* Work task *
When you output the records, match them exactly and omit any picture they include.

START Source data

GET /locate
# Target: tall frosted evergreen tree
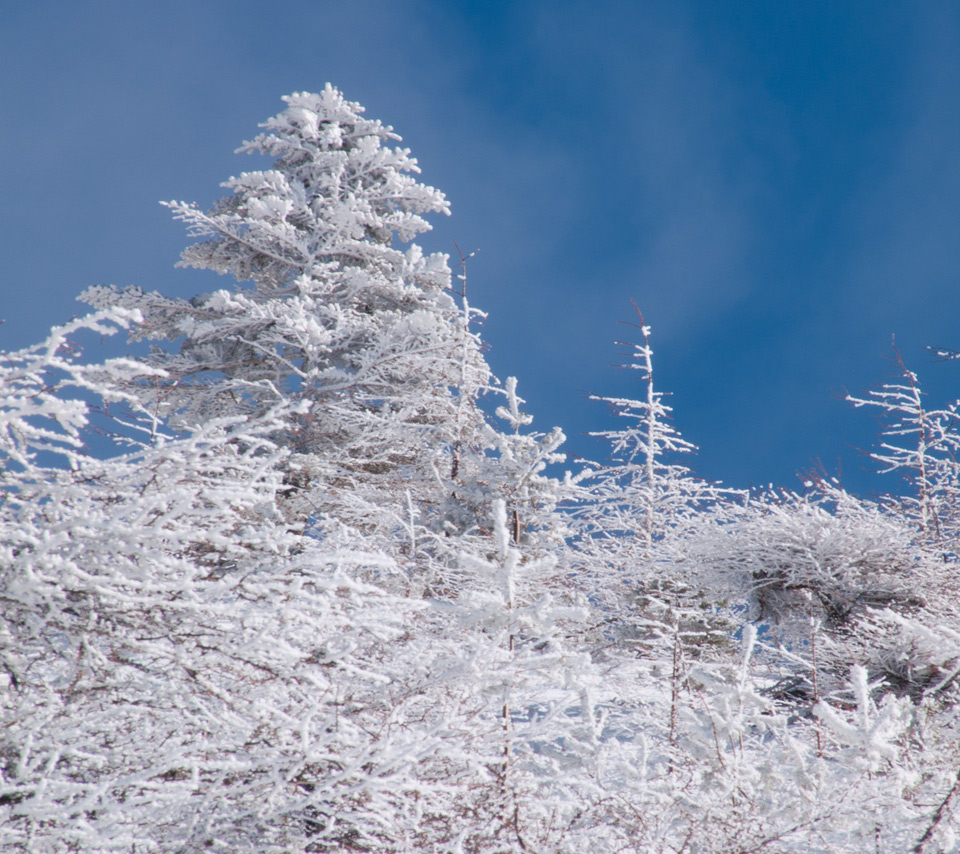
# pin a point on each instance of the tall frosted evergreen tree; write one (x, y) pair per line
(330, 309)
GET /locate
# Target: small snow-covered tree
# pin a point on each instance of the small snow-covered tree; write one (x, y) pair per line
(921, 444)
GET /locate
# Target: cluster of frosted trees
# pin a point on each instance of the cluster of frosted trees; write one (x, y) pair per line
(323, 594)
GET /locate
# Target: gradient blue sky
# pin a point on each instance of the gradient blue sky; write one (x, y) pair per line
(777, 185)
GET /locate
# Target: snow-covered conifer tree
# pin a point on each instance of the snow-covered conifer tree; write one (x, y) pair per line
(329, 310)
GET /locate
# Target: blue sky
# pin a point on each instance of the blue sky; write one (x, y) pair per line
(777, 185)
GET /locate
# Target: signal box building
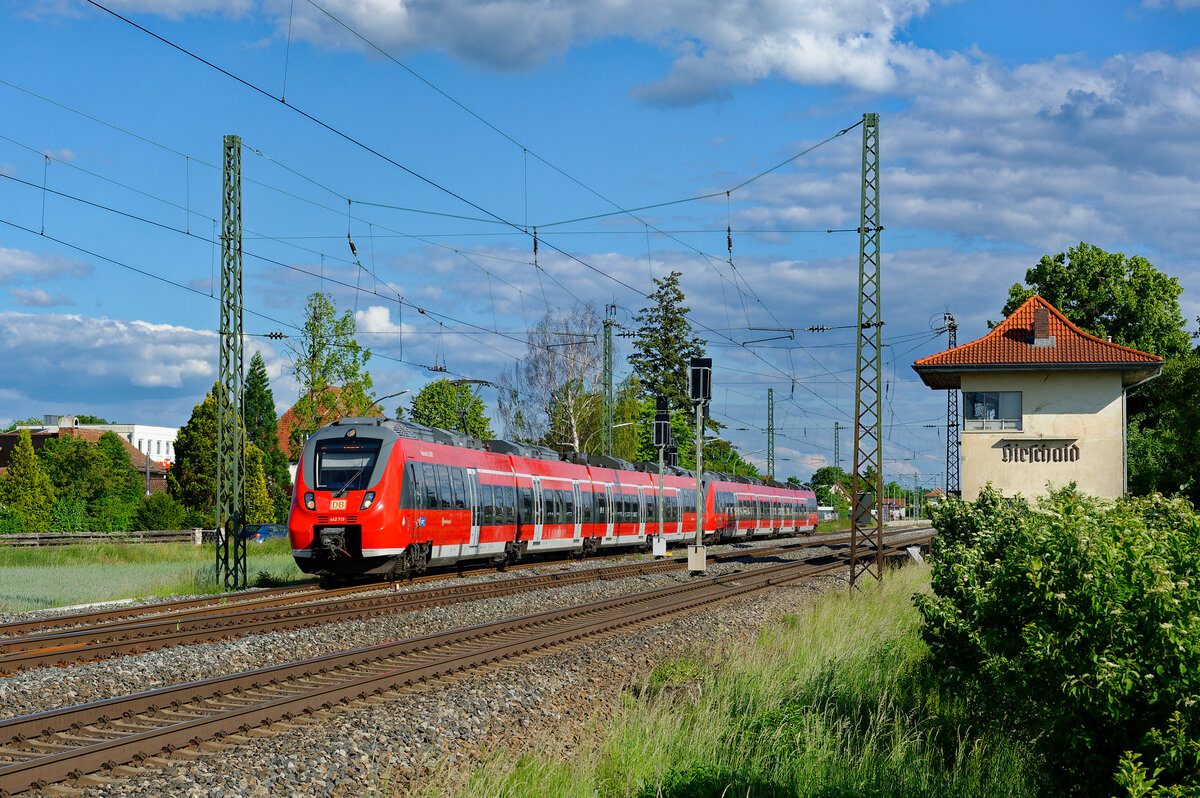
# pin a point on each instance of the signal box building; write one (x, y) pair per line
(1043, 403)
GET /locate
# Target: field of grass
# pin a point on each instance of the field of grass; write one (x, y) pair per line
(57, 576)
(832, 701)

END Source data

* Exercise response *
GET /locate
# Target: tall frosted evergreen tree
# pin a point on each instance of the tall frosted evergreen tree; write one (x, y) pair per line
(330, 309)
GET /locate
# Target: small snow-covered tree
# pin a point on each instance of the small snow-covered tree; write one (x, y) pair per line
(921, 444)
GET /locate
# Target: cluster of frosted trees
# pin a point on each instance of the cluster of frosted trees; write one (x, y) pair per line
(323, 594)
GET /locate
# Target: gradient blue sky
# pin a point on each instance of the gradient blue sky; write one (x, y) pair per line
(777, 185)
GET /locate
# Target: snow-covered conifer tree
# pin a point on each instance of the snow-covered conifer tree; write one (x, y) pair per line
(329, 310)
GET /locate
# Target: blue sky
# pin a point on each instance of the blue sky; write one (x, y) pair per line
(777, 185)
GET /locate
# Target: signal box building
# pin a point on each instance of the signal box building; write one (x, y) pair per line
(1043, 403)
GET /locate
# Target: field of grass
# pin a point on each instance of the field of grass; write one (x, y) pair per line
(57, 576)
(832, 701)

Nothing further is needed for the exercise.